- [Problem requirements] The entries below contain a line with "of the teal" and a line with "of the wooden". Quote exactly those two lines and all lines between them.

- [Input data]
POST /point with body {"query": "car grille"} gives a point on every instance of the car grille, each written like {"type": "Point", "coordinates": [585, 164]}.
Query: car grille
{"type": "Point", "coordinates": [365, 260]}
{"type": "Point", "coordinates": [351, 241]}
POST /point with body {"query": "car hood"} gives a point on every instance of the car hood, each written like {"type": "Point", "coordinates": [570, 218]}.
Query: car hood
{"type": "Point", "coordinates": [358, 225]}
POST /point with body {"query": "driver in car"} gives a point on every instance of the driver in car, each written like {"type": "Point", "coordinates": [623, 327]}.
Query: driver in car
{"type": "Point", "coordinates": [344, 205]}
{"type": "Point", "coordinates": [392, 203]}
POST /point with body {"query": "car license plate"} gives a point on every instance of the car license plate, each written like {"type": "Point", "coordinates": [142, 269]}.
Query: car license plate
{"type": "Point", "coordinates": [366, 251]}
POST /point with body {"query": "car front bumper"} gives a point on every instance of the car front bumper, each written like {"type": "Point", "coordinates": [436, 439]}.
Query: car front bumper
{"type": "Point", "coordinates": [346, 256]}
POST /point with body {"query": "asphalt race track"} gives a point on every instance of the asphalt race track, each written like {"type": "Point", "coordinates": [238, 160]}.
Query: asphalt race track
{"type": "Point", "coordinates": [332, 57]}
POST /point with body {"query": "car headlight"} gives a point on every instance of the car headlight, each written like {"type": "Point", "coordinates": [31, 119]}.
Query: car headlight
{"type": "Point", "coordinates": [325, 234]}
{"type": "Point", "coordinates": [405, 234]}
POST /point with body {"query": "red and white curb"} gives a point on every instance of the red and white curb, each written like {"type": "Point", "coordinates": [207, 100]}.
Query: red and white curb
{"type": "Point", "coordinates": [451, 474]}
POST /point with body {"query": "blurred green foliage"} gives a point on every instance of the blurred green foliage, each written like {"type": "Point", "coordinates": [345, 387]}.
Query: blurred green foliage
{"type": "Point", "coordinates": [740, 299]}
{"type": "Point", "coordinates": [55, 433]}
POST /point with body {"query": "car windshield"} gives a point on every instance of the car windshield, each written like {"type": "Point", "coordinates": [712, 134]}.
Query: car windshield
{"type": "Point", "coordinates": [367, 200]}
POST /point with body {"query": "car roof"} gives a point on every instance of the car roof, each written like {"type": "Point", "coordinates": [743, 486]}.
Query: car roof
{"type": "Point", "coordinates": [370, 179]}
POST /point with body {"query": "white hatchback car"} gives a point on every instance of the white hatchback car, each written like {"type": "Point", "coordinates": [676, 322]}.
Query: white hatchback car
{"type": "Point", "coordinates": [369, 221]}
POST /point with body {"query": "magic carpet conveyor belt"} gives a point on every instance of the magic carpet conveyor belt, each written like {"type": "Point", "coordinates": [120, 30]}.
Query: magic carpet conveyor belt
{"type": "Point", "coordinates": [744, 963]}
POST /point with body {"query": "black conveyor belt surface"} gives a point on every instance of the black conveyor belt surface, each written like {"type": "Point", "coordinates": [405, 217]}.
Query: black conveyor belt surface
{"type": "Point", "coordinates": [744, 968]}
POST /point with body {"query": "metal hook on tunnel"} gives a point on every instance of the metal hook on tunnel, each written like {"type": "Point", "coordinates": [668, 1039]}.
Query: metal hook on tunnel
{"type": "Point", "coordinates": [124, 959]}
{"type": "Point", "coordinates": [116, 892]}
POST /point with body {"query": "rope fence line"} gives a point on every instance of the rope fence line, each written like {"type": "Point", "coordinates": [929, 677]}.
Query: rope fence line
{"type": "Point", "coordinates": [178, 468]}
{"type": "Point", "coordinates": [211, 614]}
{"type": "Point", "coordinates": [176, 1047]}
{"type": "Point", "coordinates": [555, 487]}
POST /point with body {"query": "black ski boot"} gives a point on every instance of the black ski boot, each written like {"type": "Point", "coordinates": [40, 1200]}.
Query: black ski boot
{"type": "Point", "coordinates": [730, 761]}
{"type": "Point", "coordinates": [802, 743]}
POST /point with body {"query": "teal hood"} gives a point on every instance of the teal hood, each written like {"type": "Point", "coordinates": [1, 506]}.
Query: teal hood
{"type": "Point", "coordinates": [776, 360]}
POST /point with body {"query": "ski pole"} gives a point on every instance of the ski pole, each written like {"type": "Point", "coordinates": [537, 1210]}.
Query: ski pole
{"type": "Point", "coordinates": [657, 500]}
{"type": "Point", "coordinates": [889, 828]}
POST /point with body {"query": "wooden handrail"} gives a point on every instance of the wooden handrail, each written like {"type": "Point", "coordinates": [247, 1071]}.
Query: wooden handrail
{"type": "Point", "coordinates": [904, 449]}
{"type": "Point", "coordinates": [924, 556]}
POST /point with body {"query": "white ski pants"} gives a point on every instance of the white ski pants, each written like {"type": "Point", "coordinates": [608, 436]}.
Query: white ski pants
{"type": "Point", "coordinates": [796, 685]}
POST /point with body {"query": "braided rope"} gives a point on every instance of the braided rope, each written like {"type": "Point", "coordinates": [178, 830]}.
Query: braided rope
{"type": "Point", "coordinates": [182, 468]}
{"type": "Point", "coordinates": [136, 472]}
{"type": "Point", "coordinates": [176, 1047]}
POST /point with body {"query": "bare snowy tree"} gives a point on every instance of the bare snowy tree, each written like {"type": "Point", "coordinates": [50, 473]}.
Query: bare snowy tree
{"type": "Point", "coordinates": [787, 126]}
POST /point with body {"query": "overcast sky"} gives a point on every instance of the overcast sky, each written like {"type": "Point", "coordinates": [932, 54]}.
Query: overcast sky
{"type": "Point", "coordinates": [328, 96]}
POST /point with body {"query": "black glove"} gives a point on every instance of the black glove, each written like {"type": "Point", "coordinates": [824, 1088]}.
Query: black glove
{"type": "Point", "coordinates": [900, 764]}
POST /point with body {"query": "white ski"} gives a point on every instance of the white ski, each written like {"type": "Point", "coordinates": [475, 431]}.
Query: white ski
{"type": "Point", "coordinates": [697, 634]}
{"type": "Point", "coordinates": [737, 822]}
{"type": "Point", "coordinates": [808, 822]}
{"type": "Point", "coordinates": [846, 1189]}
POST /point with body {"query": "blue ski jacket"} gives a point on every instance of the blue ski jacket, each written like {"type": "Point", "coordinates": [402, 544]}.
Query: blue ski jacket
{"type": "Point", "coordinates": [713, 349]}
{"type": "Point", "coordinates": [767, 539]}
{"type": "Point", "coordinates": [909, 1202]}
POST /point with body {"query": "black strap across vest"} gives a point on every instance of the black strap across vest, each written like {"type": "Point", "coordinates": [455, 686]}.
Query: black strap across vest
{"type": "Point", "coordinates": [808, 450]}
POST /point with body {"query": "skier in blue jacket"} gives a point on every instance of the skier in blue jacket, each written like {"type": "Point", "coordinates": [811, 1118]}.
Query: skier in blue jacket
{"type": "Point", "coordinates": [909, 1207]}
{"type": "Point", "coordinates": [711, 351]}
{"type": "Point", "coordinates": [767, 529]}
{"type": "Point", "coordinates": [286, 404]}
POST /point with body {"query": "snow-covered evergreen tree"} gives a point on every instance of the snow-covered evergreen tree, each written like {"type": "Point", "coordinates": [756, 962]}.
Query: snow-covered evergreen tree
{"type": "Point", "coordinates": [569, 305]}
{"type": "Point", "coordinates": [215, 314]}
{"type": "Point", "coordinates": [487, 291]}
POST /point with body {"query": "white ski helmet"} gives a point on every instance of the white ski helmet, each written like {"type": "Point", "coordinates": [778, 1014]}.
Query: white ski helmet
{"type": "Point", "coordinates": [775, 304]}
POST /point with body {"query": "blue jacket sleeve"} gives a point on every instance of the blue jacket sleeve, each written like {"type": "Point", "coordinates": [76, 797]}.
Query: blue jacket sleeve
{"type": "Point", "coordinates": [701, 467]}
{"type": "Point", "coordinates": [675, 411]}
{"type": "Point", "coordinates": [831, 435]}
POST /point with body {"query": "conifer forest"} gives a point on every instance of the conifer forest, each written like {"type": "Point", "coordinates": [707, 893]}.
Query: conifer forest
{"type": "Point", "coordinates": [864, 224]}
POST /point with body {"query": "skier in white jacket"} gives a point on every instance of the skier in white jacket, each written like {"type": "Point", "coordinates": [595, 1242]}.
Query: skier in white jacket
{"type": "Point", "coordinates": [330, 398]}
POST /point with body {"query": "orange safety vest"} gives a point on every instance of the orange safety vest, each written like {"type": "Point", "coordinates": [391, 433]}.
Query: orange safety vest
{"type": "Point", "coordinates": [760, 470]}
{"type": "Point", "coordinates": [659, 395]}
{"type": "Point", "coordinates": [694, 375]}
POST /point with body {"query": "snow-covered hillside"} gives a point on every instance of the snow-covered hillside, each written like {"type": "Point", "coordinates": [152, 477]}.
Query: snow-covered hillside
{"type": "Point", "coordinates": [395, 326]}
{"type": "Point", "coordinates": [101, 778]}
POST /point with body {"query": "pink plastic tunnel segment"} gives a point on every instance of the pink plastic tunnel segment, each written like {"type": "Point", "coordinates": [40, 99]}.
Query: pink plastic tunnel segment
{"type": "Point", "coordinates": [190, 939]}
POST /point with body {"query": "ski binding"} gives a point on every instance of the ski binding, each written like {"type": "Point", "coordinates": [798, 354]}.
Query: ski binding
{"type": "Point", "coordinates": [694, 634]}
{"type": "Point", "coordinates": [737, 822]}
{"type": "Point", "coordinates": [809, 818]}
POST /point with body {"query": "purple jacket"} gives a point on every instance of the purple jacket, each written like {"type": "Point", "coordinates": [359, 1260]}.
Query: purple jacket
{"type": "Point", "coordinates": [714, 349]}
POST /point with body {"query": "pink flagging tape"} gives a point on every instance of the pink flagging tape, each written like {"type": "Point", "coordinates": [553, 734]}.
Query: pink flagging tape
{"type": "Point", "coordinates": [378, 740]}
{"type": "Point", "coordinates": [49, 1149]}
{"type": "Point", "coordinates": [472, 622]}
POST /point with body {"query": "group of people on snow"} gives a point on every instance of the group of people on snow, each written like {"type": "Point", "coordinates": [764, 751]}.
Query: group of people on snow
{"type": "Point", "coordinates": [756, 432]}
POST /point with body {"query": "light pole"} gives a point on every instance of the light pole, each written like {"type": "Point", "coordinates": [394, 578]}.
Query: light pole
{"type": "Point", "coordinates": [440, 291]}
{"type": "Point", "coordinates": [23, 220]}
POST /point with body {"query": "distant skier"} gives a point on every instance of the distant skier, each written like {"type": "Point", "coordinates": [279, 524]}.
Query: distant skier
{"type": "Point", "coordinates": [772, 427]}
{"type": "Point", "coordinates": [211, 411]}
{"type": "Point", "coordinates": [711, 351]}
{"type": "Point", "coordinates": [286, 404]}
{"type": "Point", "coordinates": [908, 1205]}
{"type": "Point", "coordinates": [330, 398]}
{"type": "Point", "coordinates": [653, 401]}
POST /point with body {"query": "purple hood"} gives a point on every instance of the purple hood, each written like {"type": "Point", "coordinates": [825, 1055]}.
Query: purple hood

- [Solved problem]
POST /point with body {"query": "teal hood"} gives a point on every instance of the teal hood, each written like {"type": "Point", "coordinates": [1, 506]}.
Query: teal hood
{"type": "Point", "coordinates": [776, 360]}
POST /point with body {"query": "ski pole"} gives a point on every instance of the ski pole, each written like {"type": "Point", "coordinates": [537, 1210]}.
Query: ski pole
{"type": "Point", "coordinates": [657, 500]}
{"type": "Point", "coordinates": [889, 828]}
POST /point with body {"query": "wooden handrail"} gives a point on every instance of the wooden handrail, each written like {"type": "Point", "coordinates": [247, 1071]}.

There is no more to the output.